▸ CHALLENGE
All of the data must be printed exactly; please include every line.

▸ LISTING
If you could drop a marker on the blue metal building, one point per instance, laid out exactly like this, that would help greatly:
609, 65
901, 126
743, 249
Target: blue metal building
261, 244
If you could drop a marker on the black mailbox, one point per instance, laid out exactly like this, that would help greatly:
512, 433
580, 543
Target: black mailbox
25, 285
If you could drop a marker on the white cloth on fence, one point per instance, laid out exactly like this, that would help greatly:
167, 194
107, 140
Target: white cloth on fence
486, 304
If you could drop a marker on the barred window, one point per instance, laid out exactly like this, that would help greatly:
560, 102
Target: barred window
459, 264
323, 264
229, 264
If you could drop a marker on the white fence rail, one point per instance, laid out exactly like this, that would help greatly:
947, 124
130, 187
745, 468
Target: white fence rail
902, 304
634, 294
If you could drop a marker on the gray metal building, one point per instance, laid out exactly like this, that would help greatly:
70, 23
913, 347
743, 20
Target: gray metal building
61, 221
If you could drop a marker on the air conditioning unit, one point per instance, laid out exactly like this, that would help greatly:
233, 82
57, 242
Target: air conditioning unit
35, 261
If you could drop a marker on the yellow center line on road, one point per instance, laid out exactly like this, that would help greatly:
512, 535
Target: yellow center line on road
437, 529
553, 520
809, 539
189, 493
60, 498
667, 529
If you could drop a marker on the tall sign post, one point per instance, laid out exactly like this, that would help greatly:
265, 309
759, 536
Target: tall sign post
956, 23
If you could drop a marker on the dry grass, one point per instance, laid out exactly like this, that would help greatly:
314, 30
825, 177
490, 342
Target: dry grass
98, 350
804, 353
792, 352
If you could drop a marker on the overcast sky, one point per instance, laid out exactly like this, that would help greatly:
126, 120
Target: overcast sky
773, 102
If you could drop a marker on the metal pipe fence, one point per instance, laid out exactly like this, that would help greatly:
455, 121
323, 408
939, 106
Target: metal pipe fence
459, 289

▸ TASK OUTPUT
If you could drop a marker on the blue metal building, one point per instance, laid out exactly like this, that would help greatly:
609, 65
901, 126
743, 249
Target: blue metal building
261, 244
If you could drop a marker on the black mailbox, one point per instance, laid out exactly like this, that would help greatly:
512, 433
580, 543
Target: black mailbox
25, 285
If you could drop a marker on the white cloth on fence, one point per instance, laid out exactly like this, that would help greatly:
167, 194
107, 140
Target: white cloth on fence
486, 304
If you could drop a marker on the barred window, one point per instance, laid out exactly like this, that would help greatly:
560, 102
Target: barred window
459, 264
323, 264
229, 264
If you could drop a marker on the white fence rail, one point per instance, laid out exactly like this, that would help greatly:
947, 124
130, 187
745, 468
Target: white fence rail
902, 304
634, 294
If you could drop a marker on the gray metal building, one point per instance, laid out exactly like this, that would help greatly:
70, 23
913, 347
743, 20
Target: gray metal building
61, 221
If you could drop a marker on the air conditioning unit, one point per instance, laid out exactly like this, that would help greatly:
233, 82
57, 242
Target: air conditioning unit
35, 261
If you could drop a marker on the yellow center line on road, one point per instance, laid out exactly like this, that would help greatly:
512, 535
Target: yellow center line on road
437, 529
553, 520
809, 539
189, 493
60, 498
667, 529
If you could drop a marker on the tall sign post, one point per instance, laid out exactly like this, that would help greatly:
265, 309
759, 536
Target: tall sign post
956, 23
If you could drop a marker on the dry grass, one point per instance, laid out exactly like this, that would help greatly:
314, 30
825, 177
490, 342
Target: dry grass
98, 350
804, 353
792, 352
If you could drop a marker on the overcast sky, one point per instance, laid out exactly like this, that would help greatly:
126, 120
Target: overcast sky
773, 102
If you could drop a marker on the metal pipe fence, one point per instance, laid out exactly like this, that would help greatly:
455, 121
323, 408
939, 106
Target: metal pipe fence
459, 289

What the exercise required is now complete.